__COMPITO__
Ricopia parola per parola tutte le righe di dati qui sotto, dalla prima all'ultima, senza cambiare nulla.
★ ★ ★ ★ ★ ★ ★
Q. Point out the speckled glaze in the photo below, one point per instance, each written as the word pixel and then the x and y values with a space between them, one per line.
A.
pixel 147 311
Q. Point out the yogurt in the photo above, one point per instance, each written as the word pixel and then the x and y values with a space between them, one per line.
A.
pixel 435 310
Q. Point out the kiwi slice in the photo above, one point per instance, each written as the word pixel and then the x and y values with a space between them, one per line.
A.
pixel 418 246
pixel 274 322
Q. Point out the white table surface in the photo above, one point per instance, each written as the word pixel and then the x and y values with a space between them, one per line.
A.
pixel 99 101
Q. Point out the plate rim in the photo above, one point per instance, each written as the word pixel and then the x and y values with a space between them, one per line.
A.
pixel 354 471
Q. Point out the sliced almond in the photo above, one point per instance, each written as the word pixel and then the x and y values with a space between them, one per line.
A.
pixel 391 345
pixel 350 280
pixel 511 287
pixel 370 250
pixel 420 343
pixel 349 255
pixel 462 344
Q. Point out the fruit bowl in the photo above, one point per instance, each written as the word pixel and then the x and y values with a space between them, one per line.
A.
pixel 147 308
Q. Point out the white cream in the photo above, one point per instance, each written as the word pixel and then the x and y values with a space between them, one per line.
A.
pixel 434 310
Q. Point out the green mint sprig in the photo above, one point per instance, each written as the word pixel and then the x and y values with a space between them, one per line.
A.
★ ★ ★ ★ ★ ★ ★
__SOLUZIONE DEL COMPITO__
Q. Point out the speckled glaze in the photo below, one point per instance, each written as the word pixel and then the x and y values with a space between them, one per line.
A.
pixel 147 311
Q. Point out the yogurt in the photo above, one point per instance, each written as the word pixel and then the x and y values with a space between them, one per line.
A.
pixel 435 310
Q. Point out the kiwi slice in the photo above, one point per instance, each written as the word pixel and then the x and y values with a space between them, one per line.
A.
pixel 418 246
pixel 274 322
Q. Point out the white table surface in the photo above, one point per instance, each written as the word pixel and then the x and y values with a space between them, one per line.
A.
pixel 99 101
Q. Point out the plate rim in the photo above, one point per instance, each written as the word pixel and then the x and y values with a space between them, one per line.
A.
pixel 354 471
Q. Point out the sliced almond in the photo above, one point per instance, each written as the word pixel and then the x and y values with a space between them, one per line.
A.
pixel 391 345
pixel 350 280
pixel 511 287
pixel 370 250
pixel 420 343
pixel 349 255
pixel 462 344
Q. Point out the fruit bowl in the photo above, one point per instance, each written as the word pixel and then the x and y values with a space between them, one per line.
A.
pixel 147 308
Q. Point out the white cream in the photo above, one point per instance, each written as the word pixel and then the x and y values with a space between them, one per line.
A.
pixel 434 310
Q. Point out the green mint sprig in the photo above, one point per instance, each written as the word pixel and then the x and y values with a space between them, one per line.
A.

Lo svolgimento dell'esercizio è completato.